Task directions.
Please filter the data below and copy every line that contains the word "green".

Data provided.
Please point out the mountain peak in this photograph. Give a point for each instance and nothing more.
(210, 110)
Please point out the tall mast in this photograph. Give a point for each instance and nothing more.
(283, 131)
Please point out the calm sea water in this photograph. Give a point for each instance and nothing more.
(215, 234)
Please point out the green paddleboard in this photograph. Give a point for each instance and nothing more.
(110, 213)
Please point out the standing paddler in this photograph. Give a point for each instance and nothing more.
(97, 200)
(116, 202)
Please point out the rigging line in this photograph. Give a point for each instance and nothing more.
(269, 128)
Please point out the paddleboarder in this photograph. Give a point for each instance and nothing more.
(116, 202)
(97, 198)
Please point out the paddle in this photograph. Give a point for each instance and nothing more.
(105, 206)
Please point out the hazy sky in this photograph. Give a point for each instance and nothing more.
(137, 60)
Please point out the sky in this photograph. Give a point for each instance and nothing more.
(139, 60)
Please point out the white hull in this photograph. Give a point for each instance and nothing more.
* * *
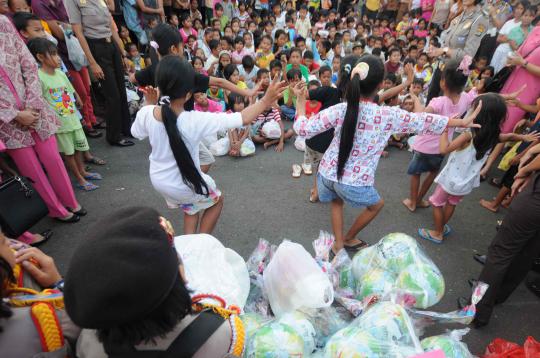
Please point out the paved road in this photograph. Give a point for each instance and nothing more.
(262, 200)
...
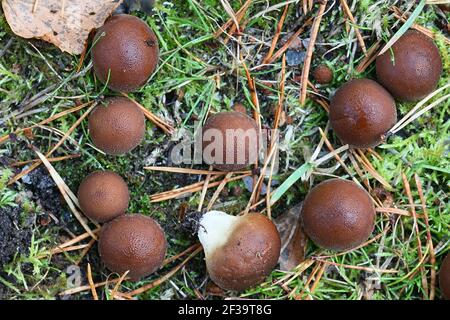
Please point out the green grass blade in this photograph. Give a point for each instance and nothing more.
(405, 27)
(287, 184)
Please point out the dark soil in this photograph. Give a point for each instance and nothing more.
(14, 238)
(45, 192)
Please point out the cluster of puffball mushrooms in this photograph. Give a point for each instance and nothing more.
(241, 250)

Response to this exercise.
Please point out the green paddleboard in this photograph. Give a point for each instance and nothing more.
Please point out the green grass blade in this photograph. Give a point for each instance and nothing more.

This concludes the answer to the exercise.